### TO BE DONE:
Leaving the pictures aside, transcribe every line below exactly.

### DATA TO PROCESS:
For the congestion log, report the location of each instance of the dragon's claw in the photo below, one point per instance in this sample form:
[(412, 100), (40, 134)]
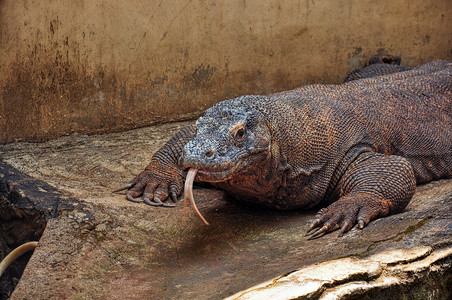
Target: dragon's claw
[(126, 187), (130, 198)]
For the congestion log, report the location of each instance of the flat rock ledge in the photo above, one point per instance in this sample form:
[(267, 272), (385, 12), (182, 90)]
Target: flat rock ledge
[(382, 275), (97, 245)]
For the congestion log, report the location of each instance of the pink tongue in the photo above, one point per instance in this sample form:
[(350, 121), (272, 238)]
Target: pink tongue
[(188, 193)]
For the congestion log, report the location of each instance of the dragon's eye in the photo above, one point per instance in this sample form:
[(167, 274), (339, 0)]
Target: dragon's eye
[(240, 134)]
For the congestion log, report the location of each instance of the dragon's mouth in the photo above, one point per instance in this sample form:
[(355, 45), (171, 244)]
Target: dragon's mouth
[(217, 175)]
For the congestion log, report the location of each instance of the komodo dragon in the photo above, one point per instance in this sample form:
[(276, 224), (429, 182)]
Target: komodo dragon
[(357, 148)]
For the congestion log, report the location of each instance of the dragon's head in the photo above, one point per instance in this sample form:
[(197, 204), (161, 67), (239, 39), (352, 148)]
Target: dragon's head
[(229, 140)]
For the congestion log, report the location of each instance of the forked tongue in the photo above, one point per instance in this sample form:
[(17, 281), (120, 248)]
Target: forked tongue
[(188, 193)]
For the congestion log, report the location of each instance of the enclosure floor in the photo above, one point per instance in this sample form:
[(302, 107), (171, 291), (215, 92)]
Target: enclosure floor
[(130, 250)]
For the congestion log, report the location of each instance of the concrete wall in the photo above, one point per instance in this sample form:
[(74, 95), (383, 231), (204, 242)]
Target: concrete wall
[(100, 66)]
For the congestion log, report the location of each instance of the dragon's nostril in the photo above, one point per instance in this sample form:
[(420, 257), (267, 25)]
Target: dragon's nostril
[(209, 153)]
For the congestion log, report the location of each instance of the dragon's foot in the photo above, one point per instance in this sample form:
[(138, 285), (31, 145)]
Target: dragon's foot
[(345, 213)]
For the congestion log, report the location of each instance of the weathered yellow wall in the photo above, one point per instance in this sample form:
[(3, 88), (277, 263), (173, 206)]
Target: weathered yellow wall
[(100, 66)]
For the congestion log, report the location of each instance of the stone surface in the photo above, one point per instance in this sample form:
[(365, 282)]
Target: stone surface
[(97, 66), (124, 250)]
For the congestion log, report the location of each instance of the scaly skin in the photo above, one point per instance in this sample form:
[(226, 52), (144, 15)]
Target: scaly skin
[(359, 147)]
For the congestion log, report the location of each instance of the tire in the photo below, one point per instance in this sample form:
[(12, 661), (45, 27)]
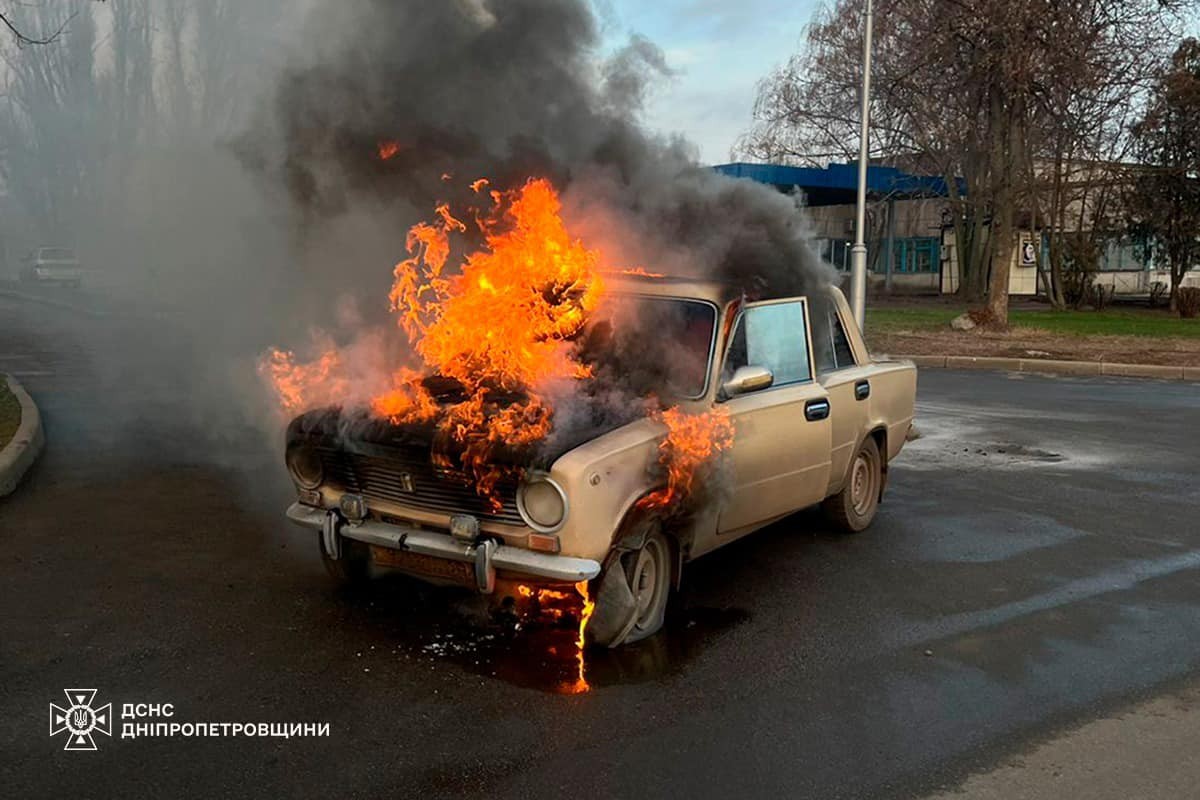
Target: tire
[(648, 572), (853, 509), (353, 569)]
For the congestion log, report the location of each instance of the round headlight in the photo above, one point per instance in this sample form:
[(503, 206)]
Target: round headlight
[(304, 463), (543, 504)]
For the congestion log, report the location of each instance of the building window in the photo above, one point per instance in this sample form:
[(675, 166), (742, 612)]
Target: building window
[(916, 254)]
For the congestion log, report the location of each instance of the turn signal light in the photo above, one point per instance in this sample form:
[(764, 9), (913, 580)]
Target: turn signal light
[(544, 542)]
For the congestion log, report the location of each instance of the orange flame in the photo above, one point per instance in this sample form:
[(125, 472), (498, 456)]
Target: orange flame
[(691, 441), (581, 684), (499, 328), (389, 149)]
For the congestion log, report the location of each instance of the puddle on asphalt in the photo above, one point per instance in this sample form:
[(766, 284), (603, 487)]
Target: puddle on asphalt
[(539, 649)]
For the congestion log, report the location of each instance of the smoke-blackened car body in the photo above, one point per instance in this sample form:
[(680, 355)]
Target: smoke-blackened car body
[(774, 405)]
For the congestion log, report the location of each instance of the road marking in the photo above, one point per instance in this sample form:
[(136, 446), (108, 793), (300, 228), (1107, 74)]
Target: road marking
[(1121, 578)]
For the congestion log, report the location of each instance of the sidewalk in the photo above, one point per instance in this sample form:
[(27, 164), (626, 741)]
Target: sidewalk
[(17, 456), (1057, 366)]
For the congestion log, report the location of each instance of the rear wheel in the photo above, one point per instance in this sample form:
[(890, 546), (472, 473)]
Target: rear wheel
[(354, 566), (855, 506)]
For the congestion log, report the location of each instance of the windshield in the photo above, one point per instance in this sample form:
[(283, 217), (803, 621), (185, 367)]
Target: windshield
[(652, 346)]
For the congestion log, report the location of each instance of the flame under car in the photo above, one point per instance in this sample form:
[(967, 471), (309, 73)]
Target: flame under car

### ANSWER TO THE TASK:
For the congestion log, report the location of each instance of the dragon's claw in the photo below, one point per instance in this sample form:
[(412, 100), (40, 134)]
Target: dragon's claw
[(126, 187), (130, 198)]
For the congestion log, report the location of each instance of the flat rock ledge in the photo above, one point per instance in this sample form:
[(267, 272), (385, 12), (182, 90)]
Target: flat rock ledge
[(382, 275), (97, 245)]
For the congestion log, report the location of each instance of the pink tongue in the photo above, one point per instance in this sample form:
[(350, 121), (272, 238)]
Target: pink tongue
[(188, 193)]
For the congestion log, report the location of each instance of the dragon's eye in the photo above, one point per instance in this sample form:
[(167, 274), (339, 0)]
Target: dragon's eye
[(240, 134)]
For the congestion log, report the location of each instance of the dragon's mouth in the photo above, one point per instance in this sample form:
[(355, 45), (171, 244)]
Target: dragon's mouth
[(217, 175)]
For the congestion log, report the location of each instance of the komodo dragon in the photo above, one point per instance in this sample form:
[(276, 224), (429, 182)]
Target: komodo dragon
[(357, 148)]
For the congestion log, report the location of each instance of the dragon's head in the photo above, one point per instance in this sample form:
[(197, 204), (161, 67), (239, 39), (352, 148)]
Target: dragon's head
[(229, 140)]
For the congestion log, report the location of each instance of the forked tongue in the photo above, one point per instance in this sample form:
[(17, 281), (120, 248)]
Target: forked tongue
[(188, 193)]
For the congestion log, report the location of each instance of the enclosure floor in the photo above, one point per instance in this sample form:
[(302, 107), (171, 291), (215, 92)]
Target: enclosure floor
[(130, 250)]
For the congestion log, report the location of each instance of the concrete wall in the photo above, one point per instance in this sample form:
[(74, 95), (383, 231), (204, 242)]
Target: concrete wall
[(100, 66)]
For the congestion log, report the location of each instance of the dragon's nostril in the photo above, one point per instance in this sample form:
[(420, 257), (267, 25)]
Target: dragon's nostril
[(209, 153)]
For the congestion log, report the location of each instance of the dragon's foot in the photo above, one point per instance in this sample form:
[(138, 285), (31, 145)]
Target: dragon's foot
[(345, 213)]
For the congestion log, report the location of each instance of the weathered yellow wall in the photo above, one point per instance in this sample form:
[(3, 88), (277, 263), (173, 206)]
Target: weathered yellow wall
[(100, 66)]
For the congestion log, report the location of each instance of the stone surface in the photo above, one point per instance in this sample form:
[(365, 282)]
Target: stone surface
[(97, 66), (124, 250)]
For the congestion log, report the location of each instance of the scaly skin in the photo above, one point per instance in this sample form:
[(226, 52), (144, 15)]
Target: scaly skin
[(359, 147)]
For the congestion log, report the location of each instance of the tire in the photo below, one point per instance in this sample form:
[(12, 661), (45, 27)]
Target: tire
[(648, 572), (853, 509), (353, 569)]
For the congestion log, report the location of each instance of the round headlight in the photo above, one point per instance in this sample form:
[(503, 206)]
Target: round headlight
[(304, 463), (543, 504)]
For the congestion log, report the location of each instance of the building window in the photo above, one point per instance in this sample form:
[(675, 166), (742, 612)]
Target: building window
[(916, 254)]
For the congestion log, report the location of each instance of the turn signal light in the photo above, one point per instance in this sample form:
[(764, 9), (913, 580)]
Target: turn signal light
[(544, 542)]
For the congestion log, report the location of each instance of the orange flame in the photo above, one point per instance in this sample form:
[(125, 472), (498, 456)]
Target: orange flame
[(691, 441), (581, 684), (499, 328), (389, 149)]
For the congestion log, report the location of each instance of the puddle on asphalt in the photo above, one point per instance in this sample form:
[(766, 284), (603, 487)]
Target: puddle on asphalt
[(539, 649)]
For the congestion log, report the location of each instance of the smoke-blackened car body in the photo above, one point per instance in this sample form:
[(680, 355)]
Target: smoke-blackened car body
[(774, 405)]
For the congestion log, report the location of each instance of the road marking in the photo above, one point per instance in this sample form:
[(136, 446), (108, 793), (300, 228), (1107, 74)]
Target: road marking
[(1121, 578)]
For the congestion log, report the location of each instance of the sidewalk in the photo above, one point per instance in this sample form:
[(27, 164), (626, 741)]
Target: sidewalk
[(17, 456), (1057, 366)]
For the congestion log, report the location of each instance of the rear wheel in the photo above, one point per instance in this sample form:
[(890, 546), (472, 473)]
Target: rear wheel
[(354, 566), (855, 506)]
For the congestion log, report the location of each instance of the windshield in the photo above, one point per instance in this sample form:
[(283, 217), (803, 621), (185, 367)]
Target: windshield
[(652, 346)]
For the congestion log, report the location of each instance of the flame under car in the photo above, one point per instance in this sample form:
[(967, 471), (309, 73)]
Target: flame under car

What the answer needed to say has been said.